*Consegna*
Nella prima frase del brano sulla presidenza Trump, individua tutti i soggetti da cui sono arrivati i "colpi da ko" che lui ha incassato.

*Brano*
━━━━━━━━━━━━━━━━━━━━━━━━━━━━━━

Lui, colpi da ko ne ha incassati: da avversari politici e dal fuoco amico del suo disgustato entourage, dalla magistratura, dai media che non riesce a zittire, dall’opinione pubblica mondiale. Per troppo tempo il controllo sui poteri forti, su sacche consistenti di qualunquismo, con la complicità di larghi segmenti sociali di razzisti e, suprematisti, oltre al marcio dell’autarchia nazionalista, hanno avuto il sopravvento sull’America democratica, dell’integrazione, della giustizia sociale.
Ma negli Stati Uniti della libertà di stampa, troppo radicata per essere ridotta al silenzio, il giornalismo d’inchiesta ha progressivamente scavato nelle segrete cose di una presidenza che ha sfiorato e talvolta superato i confini della legalità. In un amen, di là da sospetti pregressi e accertamenti di condotte scorrette, Trump è si è trovato alle prese con le rivelazioni di Bolton, con il ‘non si può’ pronunciato dalla Corte Suprema alla richiesta di sequestrare il libro che, tra l’altro, rivela l’appello del presidente al collega cinese perché lo aiuti a vincere la prossima campagna elettorale in cambio di allettanti contropartite commerciali e finanziarie. Nel tentativo di frenare l’emorragia di ‘like’, in gran parte conseguenza dell’incosciente sottovalutazione del Covid-19, il presidente in scadenza ha chiamato a raccolta i repubblicani in altri tempi protagonisti di adunate oceaniche, per il primo comizio successivo all’esplosione della pandemia. Non ha scelto una grande piazza per il rendez vous auto promozionale, ma un più modesto palasport, così sicuro di assistere al tutto esaurito di una folla osannante. Le immagini dell’impianto raccontano tutt’altro e cioè il flop clamoroso di ampi vuoti e un numero preoccupante di fan senza mascherina, che hanno ignorato la precauzione della distanza di sicurezza.

━━━━━━━━━━━━━━━━━━━━━━━━━━━━━━

*Dati*

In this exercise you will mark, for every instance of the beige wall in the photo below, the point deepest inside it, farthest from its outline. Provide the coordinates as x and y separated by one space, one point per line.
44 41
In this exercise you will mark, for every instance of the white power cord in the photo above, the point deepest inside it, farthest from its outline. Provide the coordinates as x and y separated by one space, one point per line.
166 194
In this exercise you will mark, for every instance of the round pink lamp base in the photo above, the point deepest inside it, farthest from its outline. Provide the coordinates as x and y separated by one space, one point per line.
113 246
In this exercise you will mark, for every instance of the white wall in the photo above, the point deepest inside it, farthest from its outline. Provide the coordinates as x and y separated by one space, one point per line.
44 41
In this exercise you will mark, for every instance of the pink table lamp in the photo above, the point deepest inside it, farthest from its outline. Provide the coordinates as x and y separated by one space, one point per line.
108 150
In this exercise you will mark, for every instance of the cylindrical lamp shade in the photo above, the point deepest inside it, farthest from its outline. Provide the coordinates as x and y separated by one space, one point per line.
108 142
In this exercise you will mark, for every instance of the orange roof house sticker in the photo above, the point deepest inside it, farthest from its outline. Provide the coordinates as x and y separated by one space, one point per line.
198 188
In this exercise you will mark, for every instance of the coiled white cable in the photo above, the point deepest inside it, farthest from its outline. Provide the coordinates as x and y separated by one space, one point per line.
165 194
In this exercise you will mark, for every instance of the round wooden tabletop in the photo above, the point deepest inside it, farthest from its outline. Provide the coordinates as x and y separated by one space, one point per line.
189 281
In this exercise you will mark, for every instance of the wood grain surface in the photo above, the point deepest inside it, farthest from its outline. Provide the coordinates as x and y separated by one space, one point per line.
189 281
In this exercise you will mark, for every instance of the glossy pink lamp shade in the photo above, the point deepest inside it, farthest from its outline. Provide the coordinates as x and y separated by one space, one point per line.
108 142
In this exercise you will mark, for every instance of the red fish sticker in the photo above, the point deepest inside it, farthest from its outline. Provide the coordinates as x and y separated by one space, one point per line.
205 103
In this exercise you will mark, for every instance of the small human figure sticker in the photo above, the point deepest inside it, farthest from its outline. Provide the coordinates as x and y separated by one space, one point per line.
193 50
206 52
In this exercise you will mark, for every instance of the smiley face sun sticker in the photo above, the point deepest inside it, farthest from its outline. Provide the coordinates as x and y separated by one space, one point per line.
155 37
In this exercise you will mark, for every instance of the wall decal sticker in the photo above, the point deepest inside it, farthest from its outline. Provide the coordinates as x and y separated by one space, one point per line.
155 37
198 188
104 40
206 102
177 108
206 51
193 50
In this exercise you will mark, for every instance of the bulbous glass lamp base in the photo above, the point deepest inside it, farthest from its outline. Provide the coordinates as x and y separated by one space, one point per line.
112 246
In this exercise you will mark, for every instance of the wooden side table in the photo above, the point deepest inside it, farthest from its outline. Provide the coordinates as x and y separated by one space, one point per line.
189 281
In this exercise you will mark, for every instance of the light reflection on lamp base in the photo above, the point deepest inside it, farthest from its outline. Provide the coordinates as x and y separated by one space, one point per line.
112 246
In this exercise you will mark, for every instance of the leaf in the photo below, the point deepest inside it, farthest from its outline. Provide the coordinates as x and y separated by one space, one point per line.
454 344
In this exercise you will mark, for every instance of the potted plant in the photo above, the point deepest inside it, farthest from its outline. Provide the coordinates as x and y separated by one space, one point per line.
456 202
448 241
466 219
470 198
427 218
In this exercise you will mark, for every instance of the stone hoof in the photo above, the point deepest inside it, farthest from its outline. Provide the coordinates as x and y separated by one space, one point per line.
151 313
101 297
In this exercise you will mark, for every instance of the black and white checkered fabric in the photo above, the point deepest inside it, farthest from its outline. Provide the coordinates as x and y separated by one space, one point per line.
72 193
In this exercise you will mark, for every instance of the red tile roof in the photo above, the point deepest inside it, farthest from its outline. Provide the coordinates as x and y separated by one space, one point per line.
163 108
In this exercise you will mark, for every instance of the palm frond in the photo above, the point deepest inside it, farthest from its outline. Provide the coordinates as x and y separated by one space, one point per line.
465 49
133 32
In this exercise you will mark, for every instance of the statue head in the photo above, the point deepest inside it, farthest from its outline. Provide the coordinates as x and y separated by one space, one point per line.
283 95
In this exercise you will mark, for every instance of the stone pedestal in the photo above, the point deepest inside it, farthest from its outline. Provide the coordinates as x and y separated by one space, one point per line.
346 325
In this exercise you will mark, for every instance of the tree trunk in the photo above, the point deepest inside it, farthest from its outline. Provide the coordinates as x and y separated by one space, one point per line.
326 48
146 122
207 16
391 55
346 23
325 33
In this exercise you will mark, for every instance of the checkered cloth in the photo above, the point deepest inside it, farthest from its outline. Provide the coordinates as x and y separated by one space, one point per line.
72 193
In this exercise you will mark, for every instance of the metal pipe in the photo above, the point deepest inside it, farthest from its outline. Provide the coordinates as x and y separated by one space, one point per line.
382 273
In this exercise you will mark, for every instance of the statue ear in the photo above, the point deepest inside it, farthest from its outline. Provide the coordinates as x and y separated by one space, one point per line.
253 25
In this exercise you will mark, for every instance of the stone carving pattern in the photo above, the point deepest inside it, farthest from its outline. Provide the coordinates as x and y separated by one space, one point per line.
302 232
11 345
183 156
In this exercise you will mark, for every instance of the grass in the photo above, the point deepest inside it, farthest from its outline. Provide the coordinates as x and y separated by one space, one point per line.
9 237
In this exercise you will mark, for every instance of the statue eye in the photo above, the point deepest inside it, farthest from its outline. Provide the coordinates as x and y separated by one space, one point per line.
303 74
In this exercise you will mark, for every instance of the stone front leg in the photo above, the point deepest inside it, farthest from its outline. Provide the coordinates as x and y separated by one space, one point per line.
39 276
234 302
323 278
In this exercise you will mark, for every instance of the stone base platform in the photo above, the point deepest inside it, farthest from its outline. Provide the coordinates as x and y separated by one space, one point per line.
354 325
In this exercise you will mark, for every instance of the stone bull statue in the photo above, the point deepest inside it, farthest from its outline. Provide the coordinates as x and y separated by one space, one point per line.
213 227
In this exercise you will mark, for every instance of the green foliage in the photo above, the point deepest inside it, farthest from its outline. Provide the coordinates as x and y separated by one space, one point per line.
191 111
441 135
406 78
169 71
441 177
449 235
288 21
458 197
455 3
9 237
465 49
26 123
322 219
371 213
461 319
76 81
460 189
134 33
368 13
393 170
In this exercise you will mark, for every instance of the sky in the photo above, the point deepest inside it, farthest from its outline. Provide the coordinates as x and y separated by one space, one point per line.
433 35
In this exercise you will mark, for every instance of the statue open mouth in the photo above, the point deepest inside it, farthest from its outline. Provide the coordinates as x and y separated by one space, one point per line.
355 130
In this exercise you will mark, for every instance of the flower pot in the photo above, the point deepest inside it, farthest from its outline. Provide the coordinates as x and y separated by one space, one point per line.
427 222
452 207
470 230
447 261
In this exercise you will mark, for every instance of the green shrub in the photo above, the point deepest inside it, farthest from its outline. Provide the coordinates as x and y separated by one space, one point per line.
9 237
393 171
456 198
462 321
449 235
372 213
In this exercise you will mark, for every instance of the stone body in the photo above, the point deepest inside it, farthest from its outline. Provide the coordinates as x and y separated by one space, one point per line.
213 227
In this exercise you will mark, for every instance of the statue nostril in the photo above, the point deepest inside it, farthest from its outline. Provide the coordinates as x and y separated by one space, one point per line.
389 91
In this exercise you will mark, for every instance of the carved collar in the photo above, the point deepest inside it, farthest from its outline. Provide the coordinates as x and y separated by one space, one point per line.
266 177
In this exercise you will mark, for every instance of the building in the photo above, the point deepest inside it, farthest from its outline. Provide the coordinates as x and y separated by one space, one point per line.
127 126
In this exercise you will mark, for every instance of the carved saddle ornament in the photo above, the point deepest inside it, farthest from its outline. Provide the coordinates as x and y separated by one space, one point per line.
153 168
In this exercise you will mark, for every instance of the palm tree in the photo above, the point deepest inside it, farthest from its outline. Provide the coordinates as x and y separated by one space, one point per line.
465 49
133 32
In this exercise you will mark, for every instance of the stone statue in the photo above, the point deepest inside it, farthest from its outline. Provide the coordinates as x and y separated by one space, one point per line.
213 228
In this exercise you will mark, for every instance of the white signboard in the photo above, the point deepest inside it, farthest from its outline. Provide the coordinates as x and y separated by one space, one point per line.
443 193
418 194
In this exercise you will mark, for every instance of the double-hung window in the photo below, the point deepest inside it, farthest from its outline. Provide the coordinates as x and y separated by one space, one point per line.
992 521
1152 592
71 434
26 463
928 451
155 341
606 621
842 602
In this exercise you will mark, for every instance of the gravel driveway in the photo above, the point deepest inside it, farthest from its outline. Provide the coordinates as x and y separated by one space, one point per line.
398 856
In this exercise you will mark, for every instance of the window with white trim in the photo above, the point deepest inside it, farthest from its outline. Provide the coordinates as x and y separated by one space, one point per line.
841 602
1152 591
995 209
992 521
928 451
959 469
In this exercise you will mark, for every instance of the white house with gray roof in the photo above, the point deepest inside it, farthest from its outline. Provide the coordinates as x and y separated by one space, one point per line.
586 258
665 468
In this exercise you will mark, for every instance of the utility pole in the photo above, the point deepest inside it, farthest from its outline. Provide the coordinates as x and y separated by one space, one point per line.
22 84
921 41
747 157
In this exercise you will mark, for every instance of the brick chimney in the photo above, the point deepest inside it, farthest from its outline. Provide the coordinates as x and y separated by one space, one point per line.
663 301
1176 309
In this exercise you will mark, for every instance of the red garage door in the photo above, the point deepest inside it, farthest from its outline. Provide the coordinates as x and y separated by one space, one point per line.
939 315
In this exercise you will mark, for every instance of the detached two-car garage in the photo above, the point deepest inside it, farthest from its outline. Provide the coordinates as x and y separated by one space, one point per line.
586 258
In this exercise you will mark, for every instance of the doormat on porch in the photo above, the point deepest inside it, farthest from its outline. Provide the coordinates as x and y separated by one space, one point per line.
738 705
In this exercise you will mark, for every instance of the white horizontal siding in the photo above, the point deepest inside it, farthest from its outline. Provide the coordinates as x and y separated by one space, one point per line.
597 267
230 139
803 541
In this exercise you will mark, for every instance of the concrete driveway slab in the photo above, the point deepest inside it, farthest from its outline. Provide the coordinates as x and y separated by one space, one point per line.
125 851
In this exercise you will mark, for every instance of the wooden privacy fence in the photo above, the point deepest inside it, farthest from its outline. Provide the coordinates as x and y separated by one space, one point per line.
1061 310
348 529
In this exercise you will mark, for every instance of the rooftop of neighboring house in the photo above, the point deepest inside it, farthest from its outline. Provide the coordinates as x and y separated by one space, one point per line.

━━━━━━━━━━━━━━━━━━━━━━━━━━━━━━

*Soluzione*
- avversari politici
- il fuoco amico del suo disgustato entourage
- la magistratura
- i media che non riesce a zittire
- l'opinione pubblica mondiale